Meine Schottische Familie und meine Erfahrungen
Erst kürzlich schrieb ich, dass ich in jungen Jahren in Edinburgh weilte und bei einer Familie als Au-pair wohnte, lebte und arbeitete. Bewusst schreibe ich das Wort «arbeitete».
Damals schon und heute immer noch empfand ich die Familie etwas speziell, um nicht zu sagen, kurios. Deshalb stelle ich sie hier kurz vor:
Die Land-Lady, gross gewachsen mit ordentlich breiten Schultern, ca. 40 Jahre alt und von Beruf Sozialarbeiterin, ursprüngliche Engländerin.
Der Land-Lord, eher von schmächtiger Statur, starkes Haar, stets ein Lächeln im Gesicht mit Brille (Bülachglas = kurzsichtig), ca. 5 Minuten vor 50, Rechtsanwalt sowie Vorsitzender der Labour-Partei in Edinburgh, gebürtiger Schotte.
Die Kinder: ein Mädchen, 11 Jahre alt, Schülerin, und der Sohn, 14 Jahre alt, ebenso Schüler.
Mit dieser Familie erlebte ich so einiges Amüsantes, manchmal ein klein wenig unangenehm, aber unter dem Strich waren es köstliche Erlebnisse, die in der Erinnerung immer noch amüsieren.

──────

--- Schriftliche Aufgaben ---
[1] Gib den Abschnitt aus dem Text über die schottische Familie wieder, der mit den Worten „Damals schon und“ beginnt und mit „alt, ebenso Schüler.“ endet, und tausche dabei „Sozialarbeiterin“ gegen „Lehrerin“ aus.
[2] Beantworte kurz anhand des Textes über die schottische Familie:
(a) Welchen Beruf übt die Land-Lady aus?
(b) Wie alt ist der Sohn?
(c) Welcher Partei in Edinburgh sitzt der Land-Lord vor?
[3] Setze den Text über die schottische Familie im Anschluss an seinen letzten Satz fort.

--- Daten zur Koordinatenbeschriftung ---
──────

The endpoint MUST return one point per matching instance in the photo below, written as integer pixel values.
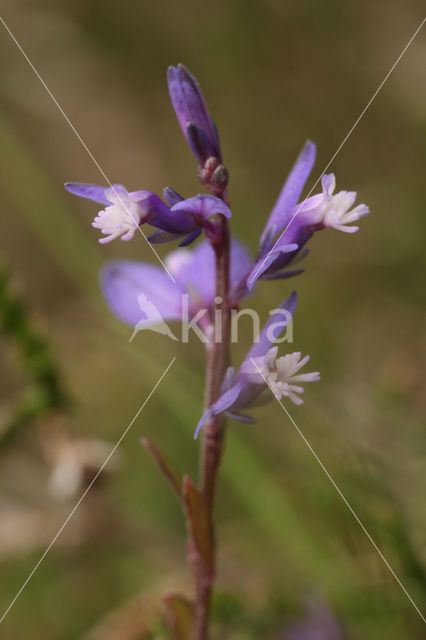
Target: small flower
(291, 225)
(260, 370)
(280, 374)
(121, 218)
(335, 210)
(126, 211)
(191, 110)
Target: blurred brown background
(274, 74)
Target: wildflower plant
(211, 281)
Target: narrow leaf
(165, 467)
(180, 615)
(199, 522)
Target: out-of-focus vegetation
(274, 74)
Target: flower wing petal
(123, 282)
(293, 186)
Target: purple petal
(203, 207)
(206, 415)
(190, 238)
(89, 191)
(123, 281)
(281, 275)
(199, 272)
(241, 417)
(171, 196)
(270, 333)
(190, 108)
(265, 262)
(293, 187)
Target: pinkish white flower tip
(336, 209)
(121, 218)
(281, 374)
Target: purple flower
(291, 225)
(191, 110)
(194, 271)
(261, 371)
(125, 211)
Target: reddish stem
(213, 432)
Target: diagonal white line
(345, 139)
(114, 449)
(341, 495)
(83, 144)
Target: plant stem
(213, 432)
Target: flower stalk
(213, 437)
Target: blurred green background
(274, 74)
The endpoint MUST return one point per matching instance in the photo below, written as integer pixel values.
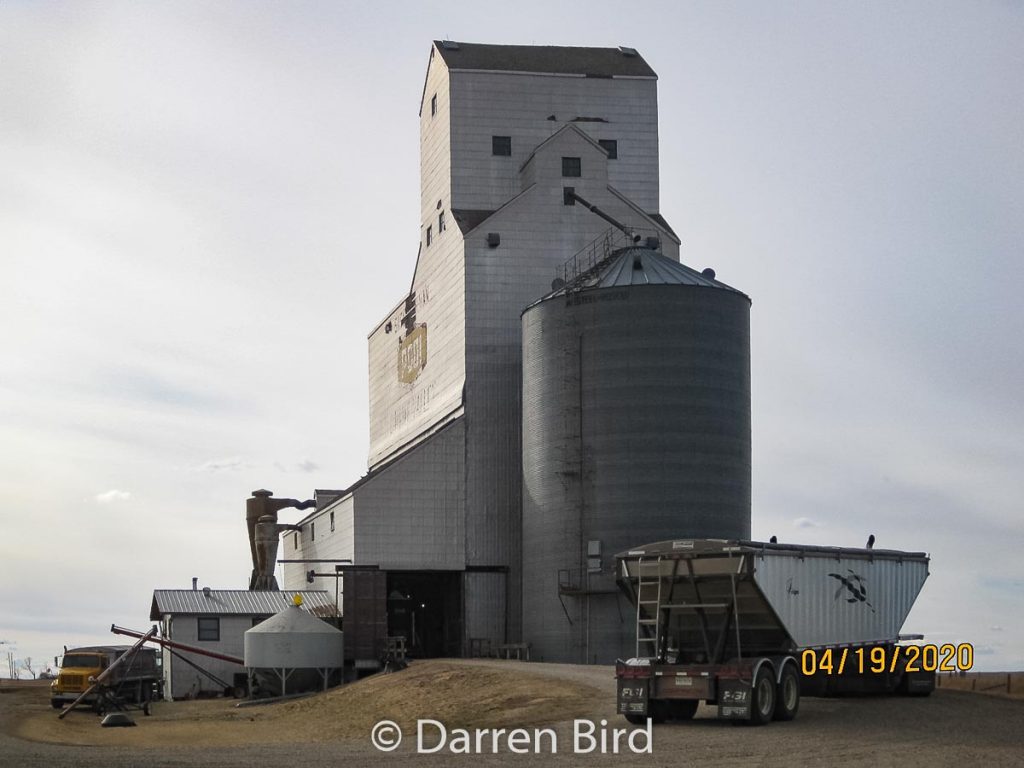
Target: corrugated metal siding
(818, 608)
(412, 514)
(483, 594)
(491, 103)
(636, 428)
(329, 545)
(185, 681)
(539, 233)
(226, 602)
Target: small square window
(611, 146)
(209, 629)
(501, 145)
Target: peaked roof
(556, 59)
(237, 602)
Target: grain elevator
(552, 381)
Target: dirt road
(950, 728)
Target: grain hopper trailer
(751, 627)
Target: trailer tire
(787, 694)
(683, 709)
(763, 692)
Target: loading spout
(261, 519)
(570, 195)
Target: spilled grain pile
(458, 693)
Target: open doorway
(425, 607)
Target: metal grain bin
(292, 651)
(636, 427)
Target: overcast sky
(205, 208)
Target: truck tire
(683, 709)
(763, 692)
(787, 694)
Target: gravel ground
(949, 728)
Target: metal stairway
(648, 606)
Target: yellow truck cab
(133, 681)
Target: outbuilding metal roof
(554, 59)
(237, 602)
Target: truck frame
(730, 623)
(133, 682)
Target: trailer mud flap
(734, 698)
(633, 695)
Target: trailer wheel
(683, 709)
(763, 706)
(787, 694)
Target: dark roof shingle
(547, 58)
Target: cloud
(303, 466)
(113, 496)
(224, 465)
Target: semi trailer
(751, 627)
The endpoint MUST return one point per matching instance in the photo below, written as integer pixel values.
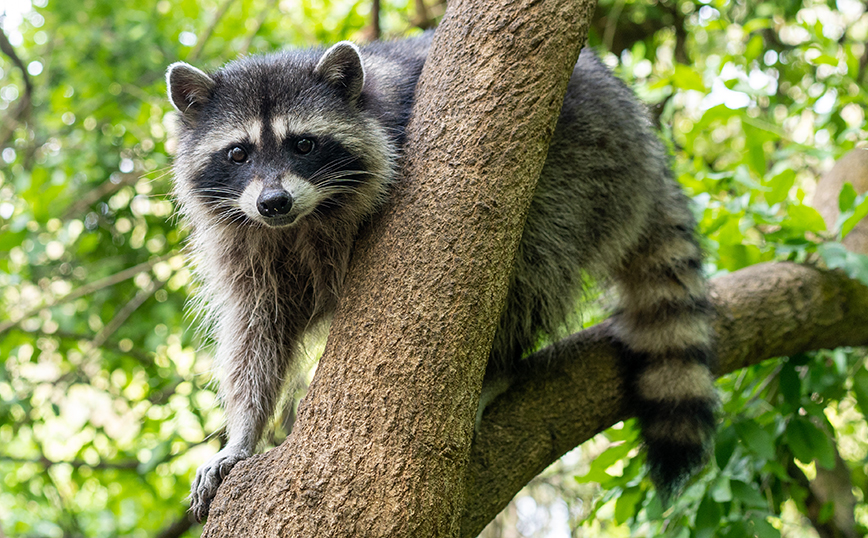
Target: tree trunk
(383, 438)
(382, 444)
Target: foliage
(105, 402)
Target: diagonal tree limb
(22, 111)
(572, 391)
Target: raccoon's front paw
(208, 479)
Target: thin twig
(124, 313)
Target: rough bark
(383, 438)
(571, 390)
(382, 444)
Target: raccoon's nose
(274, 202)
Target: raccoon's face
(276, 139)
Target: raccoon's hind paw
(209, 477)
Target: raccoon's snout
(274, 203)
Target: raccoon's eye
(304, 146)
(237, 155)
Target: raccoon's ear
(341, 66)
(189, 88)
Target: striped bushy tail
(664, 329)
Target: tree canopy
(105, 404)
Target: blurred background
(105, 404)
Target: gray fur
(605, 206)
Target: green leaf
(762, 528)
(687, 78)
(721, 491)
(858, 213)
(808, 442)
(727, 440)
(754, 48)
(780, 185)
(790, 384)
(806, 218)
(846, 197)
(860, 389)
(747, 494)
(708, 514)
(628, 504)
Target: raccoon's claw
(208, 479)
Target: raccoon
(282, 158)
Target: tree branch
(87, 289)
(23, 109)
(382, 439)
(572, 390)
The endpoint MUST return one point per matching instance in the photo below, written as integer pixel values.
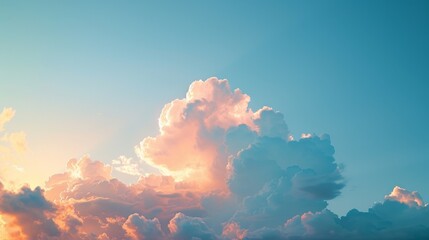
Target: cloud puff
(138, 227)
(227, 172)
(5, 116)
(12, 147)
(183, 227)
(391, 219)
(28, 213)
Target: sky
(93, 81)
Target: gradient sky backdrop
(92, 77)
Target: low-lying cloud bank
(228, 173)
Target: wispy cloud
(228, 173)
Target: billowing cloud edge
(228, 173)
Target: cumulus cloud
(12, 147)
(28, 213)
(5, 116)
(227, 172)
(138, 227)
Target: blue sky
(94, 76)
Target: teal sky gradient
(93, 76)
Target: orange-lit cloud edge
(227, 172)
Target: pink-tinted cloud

──────

--- Lösungen zur Übung ---
[1]
Damals schon und heute immer noch empfand ich die Familie etwas speziell, um nicht zu sagen, kurios. Deshalb stelle ich sie hier kurz vor:
Die Land-Lady, gross gewachsen mit ordentlich breiten Schultern, ca. 40 Jahre alt und von Beruf Lehrerin, ursprüngliche Engländerin.
Der Land-Lord, eher von schmächtiger Statur, starkes Haar, stets ein Lächeln im Gesicht mit Brille (Bülachglas = kurzsichtig), ca. 5 Minuten vor 50, Rechtsanwalt sowie Vorsitzender der Labour-Partei in Edinburgh, gebürtiger Schotte.
Die Kinder: ein Mädchen, 11 Jahre alt, Schülerin, und der Sohn, 14 Jahre alt, ebenso Schüler.

[2]
(a) Sie ist Sozialarbeiterin.
(b) Er ist 14 Jahre alt.
(c) Er ist Vorsitzender der Labour-Partei in Edinburgh.

[3]
Es zeigte sich mir relativ schnell, dass ich mit meinen 22 Jahren fast zu alt für diese Familie war; etwas präziser: für die Land-Lady, wie später noch zu erfahren ist.
Meine Aufgabe dort war nicht etwa mich um Kinder zu kümmern, wie das so üblich ist bei den Au-pairs, sondern nach der Schule am Vormittag ging es nach meiner Mittagspause ans Haushalten.
Beginnend im 1. Stock mit Bettwäsche wechseln im Eltern-Schlafzimmer und Hoovering (staubsaugen), Badezimmer putzen.
Zweiten Tag: Beide Kinderzimmer: Bettwäsche wechseln, Hoovering und Staubwischen. Gab es noch Wäsche zum Bügeln, dann auch das noch.
Dritten Tag: Wenn alle Betten gemacht waren, ging es ins Erdgeschoss, wo ich das Spielzimmer aufräumen und Hoovering musste, Küche putzen und Boden aufziehen, das anschliessende Esszimmer ebenso, hin und wieder mit dem Blocher zum Glänzen bringen!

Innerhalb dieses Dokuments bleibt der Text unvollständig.